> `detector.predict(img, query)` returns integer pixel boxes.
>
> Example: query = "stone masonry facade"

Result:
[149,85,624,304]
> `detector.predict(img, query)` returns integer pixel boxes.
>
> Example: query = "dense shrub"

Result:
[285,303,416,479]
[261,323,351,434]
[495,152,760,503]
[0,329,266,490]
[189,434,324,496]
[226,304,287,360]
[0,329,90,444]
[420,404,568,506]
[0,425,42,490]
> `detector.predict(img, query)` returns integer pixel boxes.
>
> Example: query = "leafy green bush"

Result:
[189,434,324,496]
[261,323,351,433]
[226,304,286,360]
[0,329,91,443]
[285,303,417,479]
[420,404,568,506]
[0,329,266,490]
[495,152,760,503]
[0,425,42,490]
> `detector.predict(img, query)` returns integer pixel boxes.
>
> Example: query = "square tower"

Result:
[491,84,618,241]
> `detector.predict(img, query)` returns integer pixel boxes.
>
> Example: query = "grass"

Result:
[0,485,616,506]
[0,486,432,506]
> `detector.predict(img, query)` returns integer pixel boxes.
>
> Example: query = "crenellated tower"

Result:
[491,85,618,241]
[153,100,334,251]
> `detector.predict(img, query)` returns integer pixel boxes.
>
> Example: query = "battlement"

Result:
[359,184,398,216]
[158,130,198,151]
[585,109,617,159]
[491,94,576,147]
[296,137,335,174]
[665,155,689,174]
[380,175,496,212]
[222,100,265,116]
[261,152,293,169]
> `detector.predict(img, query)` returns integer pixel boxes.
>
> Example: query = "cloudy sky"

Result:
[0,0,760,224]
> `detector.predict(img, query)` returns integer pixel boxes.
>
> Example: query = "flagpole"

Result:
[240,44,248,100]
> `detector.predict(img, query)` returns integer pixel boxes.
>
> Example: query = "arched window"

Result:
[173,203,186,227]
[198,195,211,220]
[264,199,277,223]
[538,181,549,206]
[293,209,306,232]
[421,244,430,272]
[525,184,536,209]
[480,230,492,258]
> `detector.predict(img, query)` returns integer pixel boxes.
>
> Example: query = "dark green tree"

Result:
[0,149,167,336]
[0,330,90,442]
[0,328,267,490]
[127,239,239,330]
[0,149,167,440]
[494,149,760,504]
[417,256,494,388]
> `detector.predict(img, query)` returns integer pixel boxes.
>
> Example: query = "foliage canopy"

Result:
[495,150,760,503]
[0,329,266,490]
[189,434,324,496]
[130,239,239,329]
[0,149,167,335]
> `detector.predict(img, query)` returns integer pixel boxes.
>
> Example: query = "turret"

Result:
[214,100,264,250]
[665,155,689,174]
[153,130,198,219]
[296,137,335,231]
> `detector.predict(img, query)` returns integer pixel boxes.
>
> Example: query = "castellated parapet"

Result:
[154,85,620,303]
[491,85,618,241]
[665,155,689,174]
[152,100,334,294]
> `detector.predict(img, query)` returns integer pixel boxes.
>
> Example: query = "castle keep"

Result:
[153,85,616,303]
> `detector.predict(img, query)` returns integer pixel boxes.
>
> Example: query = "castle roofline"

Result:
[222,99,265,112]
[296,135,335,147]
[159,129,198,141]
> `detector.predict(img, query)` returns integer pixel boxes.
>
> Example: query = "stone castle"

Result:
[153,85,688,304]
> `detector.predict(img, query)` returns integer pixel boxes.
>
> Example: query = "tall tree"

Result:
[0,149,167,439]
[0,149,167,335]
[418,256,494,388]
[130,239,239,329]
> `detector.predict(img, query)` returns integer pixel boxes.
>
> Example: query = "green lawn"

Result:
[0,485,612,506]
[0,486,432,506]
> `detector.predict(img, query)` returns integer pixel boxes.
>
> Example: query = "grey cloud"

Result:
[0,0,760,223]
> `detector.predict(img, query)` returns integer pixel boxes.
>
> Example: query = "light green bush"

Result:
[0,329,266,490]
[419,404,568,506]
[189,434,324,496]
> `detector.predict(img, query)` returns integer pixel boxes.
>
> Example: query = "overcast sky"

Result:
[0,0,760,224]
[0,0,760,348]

▶ _Task statement_
Report every line of the data above that contains the string "green". The match is case-sensitive.

▶ _Exercise solution_
> Example: query = "leafy green bush"
> Example: query = "dark green tree"
> Example: query = "green lawn"
> Example: query = "light green bush"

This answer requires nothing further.